**REQUIREMENT**: How many lines in the items below contain the string "above"? Case matters, and the reply is the number alone.

**ITEMS**:
%%

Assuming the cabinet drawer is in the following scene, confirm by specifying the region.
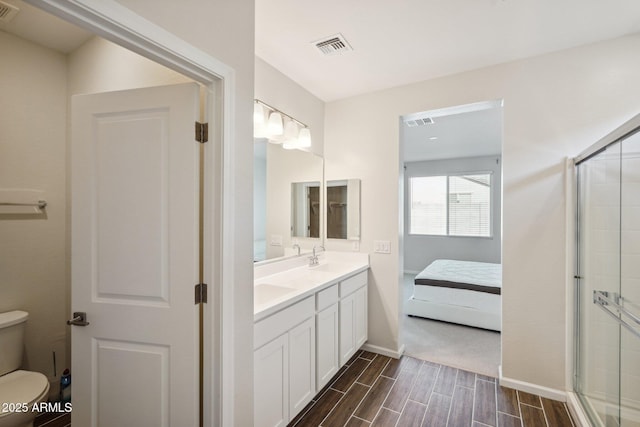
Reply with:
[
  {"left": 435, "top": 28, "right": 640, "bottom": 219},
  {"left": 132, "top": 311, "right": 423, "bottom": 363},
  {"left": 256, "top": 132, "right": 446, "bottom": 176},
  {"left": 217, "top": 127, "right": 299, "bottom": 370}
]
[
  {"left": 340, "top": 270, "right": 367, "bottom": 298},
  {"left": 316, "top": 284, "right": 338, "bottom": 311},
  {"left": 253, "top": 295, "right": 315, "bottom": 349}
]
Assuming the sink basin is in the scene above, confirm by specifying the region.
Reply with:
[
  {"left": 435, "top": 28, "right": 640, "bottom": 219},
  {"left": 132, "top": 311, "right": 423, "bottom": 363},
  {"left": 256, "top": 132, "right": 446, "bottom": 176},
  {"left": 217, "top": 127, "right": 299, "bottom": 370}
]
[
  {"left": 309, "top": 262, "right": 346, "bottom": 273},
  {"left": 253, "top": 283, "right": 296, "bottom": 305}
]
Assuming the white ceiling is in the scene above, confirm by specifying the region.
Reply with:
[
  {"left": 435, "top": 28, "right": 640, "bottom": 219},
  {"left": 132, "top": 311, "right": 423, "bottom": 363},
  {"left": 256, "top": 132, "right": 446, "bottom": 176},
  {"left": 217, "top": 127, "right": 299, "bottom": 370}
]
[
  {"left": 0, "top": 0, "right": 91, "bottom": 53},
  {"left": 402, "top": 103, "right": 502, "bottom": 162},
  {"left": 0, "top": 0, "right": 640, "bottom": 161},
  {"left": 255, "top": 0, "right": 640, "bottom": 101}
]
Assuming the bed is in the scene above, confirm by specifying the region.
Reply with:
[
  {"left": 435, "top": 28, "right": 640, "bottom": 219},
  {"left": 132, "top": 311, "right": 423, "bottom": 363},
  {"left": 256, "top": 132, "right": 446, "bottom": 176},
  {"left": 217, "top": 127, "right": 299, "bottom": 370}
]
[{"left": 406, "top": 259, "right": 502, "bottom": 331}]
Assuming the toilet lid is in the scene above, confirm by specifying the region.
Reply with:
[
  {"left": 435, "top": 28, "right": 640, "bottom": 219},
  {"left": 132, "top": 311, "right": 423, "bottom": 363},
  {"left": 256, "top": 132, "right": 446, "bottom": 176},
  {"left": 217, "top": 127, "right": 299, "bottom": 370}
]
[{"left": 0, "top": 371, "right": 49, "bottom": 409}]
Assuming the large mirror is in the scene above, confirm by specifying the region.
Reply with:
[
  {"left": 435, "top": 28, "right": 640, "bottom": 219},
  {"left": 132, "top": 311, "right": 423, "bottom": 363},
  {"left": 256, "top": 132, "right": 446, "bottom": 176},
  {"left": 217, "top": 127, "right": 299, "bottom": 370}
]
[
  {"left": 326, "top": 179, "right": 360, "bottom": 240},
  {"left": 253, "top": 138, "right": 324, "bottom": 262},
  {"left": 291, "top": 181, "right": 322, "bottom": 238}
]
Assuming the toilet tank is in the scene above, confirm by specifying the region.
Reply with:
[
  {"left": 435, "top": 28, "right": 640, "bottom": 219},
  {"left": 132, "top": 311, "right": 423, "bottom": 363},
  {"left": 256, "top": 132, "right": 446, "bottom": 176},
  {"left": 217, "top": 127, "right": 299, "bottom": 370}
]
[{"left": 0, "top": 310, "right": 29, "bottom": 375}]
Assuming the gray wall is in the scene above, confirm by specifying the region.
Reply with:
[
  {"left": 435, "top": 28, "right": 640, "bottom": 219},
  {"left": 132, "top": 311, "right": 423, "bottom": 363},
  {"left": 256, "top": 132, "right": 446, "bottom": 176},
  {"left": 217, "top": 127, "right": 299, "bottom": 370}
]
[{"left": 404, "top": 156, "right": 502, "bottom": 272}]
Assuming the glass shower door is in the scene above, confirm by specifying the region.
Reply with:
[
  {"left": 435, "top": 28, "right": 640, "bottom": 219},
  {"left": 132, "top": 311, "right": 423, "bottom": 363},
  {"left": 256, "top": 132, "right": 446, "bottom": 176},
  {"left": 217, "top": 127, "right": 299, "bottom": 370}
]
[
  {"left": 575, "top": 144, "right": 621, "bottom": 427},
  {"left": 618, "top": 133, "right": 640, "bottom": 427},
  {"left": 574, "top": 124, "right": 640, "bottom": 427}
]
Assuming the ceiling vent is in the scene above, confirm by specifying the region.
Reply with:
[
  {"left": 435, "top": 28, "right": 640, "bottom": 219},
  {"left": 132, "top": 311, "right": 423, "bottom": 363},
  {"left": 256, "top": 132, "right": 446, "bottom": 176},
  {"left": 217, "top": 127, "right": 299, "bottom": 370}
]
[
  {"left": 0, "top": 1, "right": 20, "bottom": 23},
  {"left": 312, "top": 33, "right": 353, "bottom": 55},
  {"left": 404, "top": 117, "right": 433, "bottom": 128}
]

%%

**TASK RESULT**: 9